# INSTRUCTION
Gather each line of the data below that contains the string "leaf", copying every such line in full. Treat uppercase and lowercase as different.

# MATERIAL FOR THIS EXERCISE
____________

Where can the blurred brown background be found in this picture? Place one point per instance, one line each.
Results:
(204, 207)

____________

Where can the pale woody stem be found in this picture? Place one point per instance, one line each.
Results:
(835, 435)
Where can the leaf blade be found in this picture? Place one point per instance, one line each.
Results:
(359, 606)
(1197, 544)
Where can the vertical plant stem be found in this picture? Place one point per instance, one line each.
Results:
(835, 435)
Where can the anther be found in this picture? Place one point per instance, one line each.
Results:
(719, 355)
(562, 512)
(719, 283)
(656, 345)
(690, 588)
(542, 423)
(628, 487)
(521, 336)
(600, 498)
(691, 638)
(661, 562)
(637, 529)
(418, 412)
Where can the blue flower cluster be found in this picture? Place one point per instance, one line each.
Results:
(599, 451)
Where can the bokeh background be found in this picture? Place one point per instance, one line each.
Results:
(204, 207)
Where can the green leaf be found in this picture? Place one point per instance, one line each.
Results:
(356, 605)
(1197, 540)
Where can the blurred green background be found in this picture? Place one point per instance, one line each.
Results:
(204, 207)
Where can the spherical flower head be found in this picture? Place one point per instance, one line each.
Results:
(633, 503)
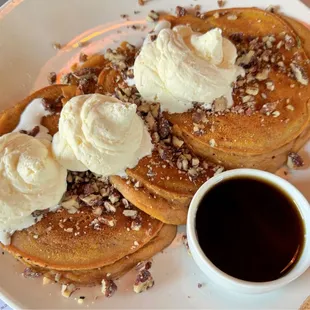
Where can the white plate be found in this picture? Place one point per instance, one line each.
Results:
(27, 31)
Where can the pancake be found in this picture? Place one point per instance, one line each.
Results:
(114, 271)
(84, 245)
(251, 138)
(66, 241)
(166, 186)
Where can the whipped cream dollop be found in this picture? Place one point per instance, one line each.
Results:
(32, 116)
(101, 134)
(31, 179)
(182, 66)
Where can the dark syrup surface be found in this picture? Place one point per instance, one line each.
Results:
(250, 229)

____________

# RESPONSE
Where can the leaf blade be found in this picture? Place one point per instance, one line each.
Where can the green leaf be found in this picture? Place one point per instance, one line each.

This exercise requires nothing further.